## PROVIDED PASSAGE
──────────────────────────────

I agree with most of what Walter Williams says here, so let me churlishly focus on the bit I disagree with:
You might say, Williams, while there are gray areas in the Constitution, the U.S. Supreme Court would never brazenly rule against clear constitutional prohibitions! Thats nonsense. The first clause of Article 1, Section 10 mandates that No State shall … pass any … Law impairing the Obligation of Contracts. During the Great Depression, the U.S. Supreme Court upheld a Minnesota law that restricted the ability of banks to foreclose on overdue mortgages, thereby impairing contracts made between lender and borrower. To prevent this kind of contract impairment routinely done under the Articles of Confederation was precisely why the Framers added the clause.
I agree, of course, that the Supreme Court has little compunction about overriding clear constitutional prohibitions. But I dont think the example Williams has chosen proves his case. To uphold the obligation of a contract does not mean to uphold whatever the contract says; otherwise contracts to sell oneself into slavery, or contracts to assassinate another person, would be legitimately enforceable. Thus contracting to do X is not by itself sufficient to incur an enforceable obligation to do X.
And as Lysander Spooner argues:
The obligation of contracts, here spoken of, is, of necessity, the natural obligation; for that is the only real or true obligation that any contracts can have.
The courts decision in Home Building & Loan Association v. Blaisdell thus counts as violating the constitutional prohibition on impairing the obligation of contracts only if those contracts were legitimately enforceable under natural law. Now maybe they were and maybe they werent; that moral question is not my current concern. My point is simply that one cannot determine whether the court violated the constitution in this case without addressing that moral question; its not something that one can simply read off the words.
Many opponents of wage-labor say the standard wage-contract constitutes rental of one’s self, subject to the same critique as complete sale. I say discussion of illegitimate-in-content contracts is merely an attempt to have one’s personal preferences override a decision made by others.
I’ve implicitly spoken on lifetime indentured servitude, now to contract killing: the contract itself can be upheld while the act still prohibited. The client is guilty of solicitation of a crime, the agent is guilty of selling criminal services in addition to violating his contract.
Okay, you’ve said it, but do you have an argument for it? Or a refutation of the arguments on the other side? (Not talking about wage labour specifically.)

──────────────────────────────

## RECORDS
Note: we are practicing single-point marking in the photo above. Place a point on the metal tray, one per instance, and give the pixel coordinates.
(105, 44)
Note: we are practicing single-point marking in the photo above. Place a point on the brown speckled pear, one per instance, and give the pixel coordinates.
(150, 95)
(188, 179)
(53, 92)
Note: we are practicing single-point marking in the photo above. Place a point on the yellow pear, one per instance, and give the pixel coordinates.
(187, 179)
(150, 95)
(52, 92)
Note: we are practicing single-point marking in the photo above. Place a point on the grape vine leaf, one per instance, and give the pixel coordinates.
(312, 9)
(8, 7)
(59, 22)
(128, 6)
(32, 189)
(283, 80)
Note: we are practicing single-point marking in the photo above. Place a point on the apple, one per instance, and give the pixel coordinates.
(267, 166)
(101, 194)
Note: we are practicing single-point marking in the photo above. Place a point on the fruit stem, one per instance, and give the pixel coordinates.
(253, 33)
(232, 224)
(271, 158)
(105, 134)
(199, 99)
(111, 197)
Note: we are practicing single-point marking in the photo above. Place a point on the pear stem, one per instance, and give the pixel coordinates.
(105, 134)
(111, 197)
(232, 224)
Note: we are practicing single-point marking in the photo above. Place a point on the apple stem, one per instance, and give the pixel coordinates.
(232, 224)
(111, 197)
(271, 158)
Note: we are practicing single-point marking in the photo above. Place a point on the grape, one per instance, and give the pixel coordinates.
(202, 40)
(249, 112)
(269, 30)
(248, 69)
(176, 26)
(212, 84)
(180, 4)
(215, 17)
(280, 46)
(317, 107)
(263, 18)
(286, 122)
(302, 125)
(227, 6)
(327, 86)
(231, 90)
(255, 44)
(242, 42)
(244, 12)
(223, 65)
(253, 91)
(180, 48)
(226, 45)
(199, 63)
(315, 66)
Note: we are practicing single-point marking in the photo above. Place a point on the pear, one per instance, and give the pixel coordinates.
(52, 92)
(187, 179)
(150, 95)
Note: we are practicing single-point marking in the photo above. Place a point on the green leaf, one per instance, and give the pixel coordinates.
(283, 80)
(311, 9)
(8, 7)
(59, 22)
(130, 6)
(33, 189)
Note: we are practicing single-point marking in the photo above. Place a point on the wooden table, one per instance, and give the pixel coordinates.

──────────────────────────────

## EXERCISE DESCRIPTION
Continue the post about the Contract Clause and the Blaisdell ruling from its last line. The rows were taken from a different source than the post.

## THE RESULT
My own view of contracts (see here and here) depends on the case, made by Rothbard and Barnett, that contract enforcement is not a primary but has to be derivative from transfer of property titles (which rules out specific performance in service contracts).
What does upholding the contract consist in?
Off the top of my head, “upholding” something like a murder contract would mean enforcing its nonperformance clauses if any.
I believe that “Obligation” is ambiguous (“legal” obligation on the one hand and “moral” obligation on the other). If according to law there is an obligation to X, then then there is a legal obligation to X (forgive me for not more carefully articulating the use of obligation-statements). In this case, X can include virtually anything. Natural law theory is implausible as an account of the existence conditions of law.
I meant morally enforceable obligation.
Well, it was the dominant account of the existence conditions of law for most of western history, so I don’t think it can be dismissed in a sentence.
FWIW, I defend the traditional approach here.
“Well, it was the dominant account of the existence conditions of law for most of western history…”
Yes, but the classical-Christian civilization that made that possible has collapsed. (I have even seen so-called philosophers defending the murder of unborn humans!) There is now no consensus on what constitutes “natural law,” and thus no foundation for basing actual law upon such a (currently non-existent) footing.
There never was a consensus on the content of natural law. But of course there isn’t now, nor was there then, a consensus on what the positive law should be either. So appealing to disagreement over natural law as an argument against the natural law approach is a red herring.
The only legal theory that doesn’t smuggle in moral premises would be something like complete legal nihilism (call it “Jungle Law”). And under such a theory, “legal obligation” is just a label that is applied after the fact to whatever is successfully enforced by anyone with the power to get their way and get away with it, so it’s really not particularly interesting. Any interesting form of “legal obligation” depends on some ideas about what moral obligations people have.
This is silly and completely ignores basically everything Hart had to say on the topic. Perhaps you don’t agree. Perhaps you subscribe to some natural law theory or alternative account of legal positivism. But to say Hartian theories of legal obligation “is just a label that is applied after the fact” is to completely misunderstand the project.
Roderick, I will take a look at your piece. Without reading it, I am surprised to hear you say you subscribe to “traditional” natural law approach to the existence conditions of laws. I would understand more contemporary approach similar to Finnis or Mark Murphy (or perhaps Fuller), but a traditional approach that links existence/legal validity to evaluative cconcerns (e.g., Augustine, Radbruch) is a surprising view for an anarchist. It seems to me that there is a social practice, law, that is characterized by its institutionalized system of standards/norms/imperatives, etc. “Legal obligation” is simply a contextualized statement to this system denoting when certain behavior is subject to the system’s standards. This is what law actually is.
I think there’s a fairly natural fit between anarchism and legal naturalism, given the latter’s historical role in challenging existing state authority. And many of its proponents (Spooner, Andrews, Lane) have been anarchists.
To the previous link I should add this.
“I would understand more contemporary approach similar to Finnis or Mark Murphy (or perhaps Fuller), but a traditional approach that links existence/legal validity to evaluative concerns (e.g., Augustine, Radbruch) is a surprising view for an anarchist.”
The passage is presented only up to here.